Collected data entries
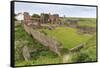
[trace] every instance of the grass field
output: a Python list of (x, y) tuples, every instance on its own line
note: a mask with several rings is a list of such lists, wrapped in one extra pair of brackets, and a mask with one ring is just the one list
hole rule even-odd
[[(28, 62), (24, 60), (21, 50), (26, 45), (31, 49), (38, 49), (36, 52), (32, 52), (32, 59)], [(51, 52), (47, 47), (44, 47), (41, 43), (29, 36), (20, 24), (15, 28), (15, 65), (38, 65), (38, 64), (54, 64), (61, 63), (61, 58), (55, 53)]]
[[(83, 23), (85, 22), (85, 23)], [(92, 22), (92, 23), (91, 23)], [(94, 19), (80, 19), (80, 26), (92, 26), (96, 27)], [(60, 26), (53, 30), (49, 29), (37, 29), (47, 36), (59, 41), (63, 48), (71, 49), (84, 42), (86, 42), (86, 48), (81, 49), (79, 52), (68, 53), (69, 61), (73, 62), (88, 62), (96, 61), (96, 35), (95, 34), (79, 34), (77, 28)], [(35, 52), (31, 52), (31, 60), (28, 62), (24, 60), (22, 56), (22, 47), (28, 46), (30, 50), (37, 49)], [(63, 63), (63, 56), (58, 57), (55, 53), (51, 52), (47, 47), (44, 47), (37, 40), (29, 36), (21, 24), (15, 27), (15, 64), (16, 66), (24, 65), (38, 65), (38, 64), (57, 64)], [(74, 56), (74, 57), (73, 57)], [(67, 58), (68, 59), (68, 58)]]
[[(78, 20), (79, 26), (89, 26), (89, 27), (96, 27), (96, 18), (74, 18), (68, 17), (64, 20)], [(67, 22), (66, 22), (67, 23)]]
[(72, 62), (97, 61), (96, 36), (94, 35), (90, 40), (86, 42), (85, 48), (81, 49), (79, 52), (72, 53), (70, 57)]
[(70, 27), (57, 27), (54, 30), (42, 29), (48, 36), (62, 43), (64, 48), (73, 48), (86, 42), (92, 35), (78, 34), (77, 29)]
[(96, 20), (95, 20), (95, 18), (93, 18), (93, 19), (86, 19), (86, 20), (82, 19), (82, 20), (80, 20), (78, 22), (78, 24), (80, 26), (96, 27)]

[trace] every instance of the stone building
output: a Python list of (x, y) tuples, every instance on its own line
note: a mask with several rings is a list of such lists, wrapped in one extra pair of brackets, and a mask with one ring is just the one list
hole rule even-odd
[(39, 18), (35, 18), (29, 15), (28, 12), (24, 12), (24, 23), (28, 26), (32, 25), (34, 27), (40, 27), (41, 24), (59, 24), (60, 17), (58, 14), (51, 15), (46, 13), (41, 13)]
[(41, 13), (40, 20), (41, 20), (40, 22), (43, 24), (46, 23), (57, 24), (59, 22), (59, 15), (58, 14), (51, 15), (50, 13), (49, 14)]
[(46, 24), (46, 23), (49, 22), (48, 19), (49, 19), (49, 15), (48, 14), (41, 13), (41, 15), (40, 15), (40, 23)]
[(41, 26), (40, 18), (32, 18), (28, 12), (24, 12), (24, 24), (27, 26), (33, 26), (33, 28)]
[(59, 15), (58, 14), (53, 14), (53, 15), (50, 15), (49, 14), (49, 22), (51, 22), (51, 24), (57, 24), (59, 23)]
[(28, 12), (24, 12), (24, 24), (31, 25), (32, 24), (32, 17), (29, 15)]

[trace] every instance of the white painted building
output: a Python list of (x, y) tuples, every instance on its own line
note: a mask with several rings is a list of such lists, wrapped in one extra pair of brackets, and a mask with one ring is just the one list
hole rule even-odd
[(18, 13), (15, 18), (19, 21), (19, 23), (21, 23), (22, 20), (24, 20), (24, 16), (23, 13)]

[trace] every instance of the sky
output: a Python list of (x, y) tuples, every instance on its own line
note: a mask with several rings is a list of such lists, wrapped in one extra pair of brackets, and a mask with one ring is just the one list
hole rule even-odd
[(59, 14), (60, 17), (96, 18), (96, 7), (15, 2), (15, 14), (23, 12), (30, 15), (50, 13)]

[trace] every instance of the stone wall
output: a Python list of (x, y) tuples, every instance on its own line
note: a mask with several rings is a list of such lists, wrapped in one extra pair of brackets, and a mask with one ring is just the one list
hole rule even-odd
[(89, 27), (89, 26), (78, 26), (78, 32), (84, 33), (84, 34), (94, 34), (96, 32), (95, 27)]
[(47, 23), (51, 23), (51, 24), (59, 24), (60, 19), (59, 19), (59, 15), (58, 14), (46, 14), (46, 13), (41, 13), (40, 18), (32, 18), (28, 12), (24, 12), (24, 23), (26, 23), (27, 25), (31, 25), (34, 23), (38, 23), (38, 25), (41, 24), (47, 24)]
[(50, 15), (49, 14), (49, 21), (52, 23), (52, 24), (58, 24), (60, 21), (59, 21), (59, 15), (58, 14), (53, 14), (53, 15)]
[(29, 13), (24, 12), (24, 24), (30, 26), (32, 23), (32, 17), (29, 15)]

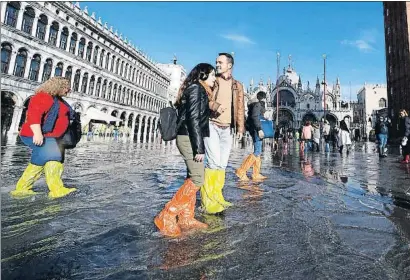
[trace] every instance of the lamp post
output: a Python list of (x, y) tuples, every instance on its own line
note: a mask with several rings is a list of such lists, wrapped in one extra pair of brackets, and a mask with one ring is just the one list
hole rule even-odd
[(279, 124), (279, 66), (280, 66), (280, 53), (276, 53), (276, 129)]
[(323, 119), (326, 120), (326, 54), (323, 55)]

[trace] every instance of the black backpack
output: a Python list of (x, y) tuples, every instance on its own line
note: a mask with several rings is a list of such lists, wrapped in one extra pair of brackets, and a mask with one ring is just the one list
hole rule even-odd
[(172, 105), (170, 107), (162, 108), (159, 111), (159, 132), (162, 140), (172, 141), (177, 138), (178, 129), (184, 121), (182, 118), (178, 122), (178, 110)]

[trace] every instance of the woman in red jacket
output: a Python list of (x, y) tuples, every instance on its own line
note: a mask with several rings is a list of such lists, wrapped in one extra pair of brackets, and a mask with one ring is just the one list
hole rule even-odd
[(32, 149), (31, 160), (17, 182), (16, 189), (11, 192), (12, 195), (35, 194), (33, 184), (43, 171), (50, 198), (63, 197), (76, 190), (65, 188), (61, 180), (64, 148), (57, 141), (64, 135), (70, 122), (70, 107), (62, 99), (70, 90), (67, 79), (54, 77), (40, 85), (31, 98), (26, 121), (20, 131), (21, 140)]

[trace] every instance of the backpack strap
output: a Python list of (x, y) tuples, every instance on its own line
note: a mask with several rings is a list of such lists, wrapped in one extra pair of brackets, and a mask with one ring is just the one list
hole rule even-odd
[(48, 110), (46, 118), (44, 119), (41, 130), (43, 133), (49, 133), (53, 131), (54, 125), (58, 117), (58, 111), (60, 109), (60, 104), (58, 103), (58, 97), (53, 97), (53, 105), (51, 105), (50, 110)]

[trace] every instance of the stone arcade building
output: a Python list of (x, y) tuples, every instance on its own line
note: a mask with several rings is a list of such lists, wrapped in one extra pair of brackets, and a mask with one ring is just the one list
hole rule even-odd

## The problem
Each line above should be written out again exactly, and no picture should appear in the copy.

## Response to the task
[trace] every instance of the grass field
output: a Python list of (x, y) tuples, every instance on its own line
note: a mask with several rings is a list of such lists, wrapped in one extra pair of brackets, and a mask with one ring is just the one list
hole rule even-odd
[[(28, 62), (24, 60), (21, 50), (26, 45), (31, 49), (38, 49), (36, 52), (32, 52), (32, 59)], [(51, 52), (47, 47), (44, 47), (41, 43), (29, 36), (20, 24), (15, 28), (15, 65), (38, 65), (38, 64), (54, 64), (61, 63), (61, 58), (55, 53)]]
[[(83, 23), (85, 22), (85, 23)], [(92, 22), (92, 23), (91, 23)], [(94, 19), (80, 19), (80, 26), (92, 26), (96, 27)], [(60, 26), (53, 30), (49, 29), (37, 29), (47, 36), (59, 41), (63, 48), (71, 49), (84, 42), (86, 42), (86, 48), (81, 49), (79, 52), (68, 53), (69, 61), (73, 62), (88, 62), (96, 61), (96, 35), (95, 34), (79, 34), (77, 28)], [(35, 52), (31, 52), (31, 60), (28, 62), (24, 60), (22, 56), (22, 47), (28, 46), (30, 50), (37, 49)], [(63, 63), (63, 56), (58, 57), (55, 53), (51, 52), (47, 47), (44, 47), (37, 40), (29, 36), (21, 24), (15, 27), (15, 64), (16, 66), (24, 65), (38, 65), (38, 64), (57, 64)], [(74, 56), (74, 57), (73, 57)], [(67, 58), (68, 59), (68, 58)]]
[[(78, 20), (79, 26), (89, 26), (89, 27), (96, 27), (96, 18), (74, 18), (68, 17), (64, 20)], [(67, 22), (66, 22), (67, 23)]]
[(72, 62), (97, 61), (96, 36), (94, 35), (90, 40), (86, 42), (85, 48), (81, 49), (79, 52), (72, 53), (70, 57)]
[(70, 27), (57, 27), (54, 30), (42, 29), (48, 36), (62, 43), (64, 48), (73, 48), (86, 42), (92, 35), (78, 34), (77, 29)]
[(96, 20), (95, 20), (95, 18), (93, 18), (93, 19), (86, 19), (86, 20), (82, 19), (82, 20), (80, 20), (78, 22), (78, 24), (80, 26), (96, 27)]

[trace] every instance of the stone building
output: a Python list of (x, y) tuples, every instance on its own line
note: a mask with several rings is a list of such lists, wrapped in one extra pair of brackets, and a mask with one ring is just the one list
hole rule even-odd
[(39, 18), (35, 18), (29, 15), (28, 12), (24, 12), (24, 23), (28, 26), (32, 25), (34, 27), (40, 27), (41, 24), (59, 24), (60, 17), (58, 14), (51, 15), (46, 13), (41, 13)]
[(41, 13), (40, 20), (41, 20), (40, 22), (43, 24), (46, 23), (57, 24), (59, 22), (59, 15), (58, 14), (51, 15), (50, 13), (49, 14)]
[(46, 24), (46, 23), (49, 22), (48, 19), (49, 19), (49, 15), (48, 14), (41, 13), (41, 15), (40, 15), (40, 23)]
[(41, 26), (40, 18), (32, 18), (28, 12), (24, 12), (24, 24), (27, 26), (33, 26), (33, 28)]
[(59, 15), (58, 14), (53, 14), (53, 15), (50, 15), (49, 14), (49, 22), (51, 22), (51, 24), (57, 24), (59, 23)]
[(28, 12), (24, 12), (24, 24), (31, 25), (32, 24), (32, 17), (29, 15)]

[trace] every instance of the white painted building
output: a Python list of (x, y) tuples, every instance on its own line
note: a mask with several rings is a list of such lists, wrapped in one extra pair of brackets, and a mask with one ring is just the one list
hole rule even-odd
[(18, 13), (15, 18), (19, 21), (19, 23), (21, 23), (22, 20), (24, 20), (24, 16), (23, 13)]

[trace] every instance of the sky
output: a Python list of (x, y) tuples, every instance on its own line
note: a mask with several rings is a list of such lists, wrapped in one extra pair of brackets, and a mask with one ring is just the one list
hole rule even-odd
[(59, 14), (60, 17), (96, 18), (96, 7), (15, 2), (15, 14), (23, 12), (30, 15), (50, 13)]

[trace] every instance of the stone wall
output: a Python list of (x, y) tuples, every instance on its own line
note: a mask with several rings is a list of such lists, wrapped in one extra pair of brackets, and a mask with one ring is just the one list
hole rule even-odd
[(89, 27), (89, 26), (78, 26), (78, 32), (84, 33), (84, 34), (94, 34), (96, 32), (95, 27)]
[(47, 23), (51, 23), (51, 24), (59, 24), (60, 19), (59, 19), (59, 15), (58, 14), (46, 14), (46, 13), (41, 13), (40, 18), (32, 18), (28, 12), (24, 12), (24, 23), (26, 23), (27, 25), (31, 25), (34, 23), (38, 23), (38, 25), (41, 24), (47, 24)]
[(50, 15), (49, 14), (49, 21), (52, 23), (52, 24), (58, 24), (60, 21), (59, 21), (59, 15), (58, 14), (53, 14), (53, 15)]
[(29, 13), (24, 12), (24, 24), (30, 26), (32, 23), (32, 17), (29, 15)]

[trace] every instance of the lamp post
output: a Python list of (x, y) tuples, every instance on its own line
note: a mask with several rings is a list of such lists, wrapped in one extra pair of brackets, and a mask with one ring is just the one list
hole rule even-odd
[(279, 124), (279, 66), (280, 66), (280, 53), (276, 53), (276, 129)]
[(323, 119), (326, 120), (326, 54), (323, 55)]

[trace] every instance of the black backpack
output: a Python list of (x, y) tuples, every instance on its own line
note: a mask with several rings is a list of such lists, wrapped in one extra pair of brackets, and a mask with one ring is just the one list
hole rule even-odd
[(172, 105), (170, 107), (162, 108), (159, 111), (159, 132), (162, 140), (172, 141), (177, 138), (178, 129), (184, 121), (182, 118), (178, 122), (178, 110)]

[trace] every instance of the woman in red jacket
output: a Python list of (x, y) tuples, every instance on its own line
note: a mask with several rings is a list of such lists, wrapped in one extra pair of brackets, and a mask with one ring is just the one list
hole rule even-odd
[(32, 149), (31, 160), (17, 182), (16, 189), (11, 192), (12, 195), (35, 194), (33, 184), (43, 171), (50, 198), (63, 197), (76, 190), (65, 188), (61, 180), (64, 148), (57, 141), (64, 135), (70, 122), (70, 107), (62, 99), (70, 90), (67, 79), (54, 77), (40, 85), (31, 98), (26, 121), (20, 131), (21, 140)]

[trace] every instance of the backpack strap
output: a Python list of (x, y) tuples, every instance on its own line
note: a mask with several rings is a list of such lists, wrapped in one extra pair of brackets, and a mask with one ring is just the one list
hole rule even-odd
[(48, 110), (46, 118), (44, 119), (41, 130), (43, 133), (49, 133), (53, 131), (54, 125), (58, 117), (58, 111), (60, 109), (60, 104), (58, 103), (58, 97), (53, 97), (53, 105), (51, 105), (50, 110)]

[trace] every instance of the stone arcade building
output: a Python list of (x, y) tuples, every instance on its own line
note: a mask with several rings is a list of such lists, wrapped in one extra pair of brackets, and a mask with one ring is just the one list
hole rule even-odd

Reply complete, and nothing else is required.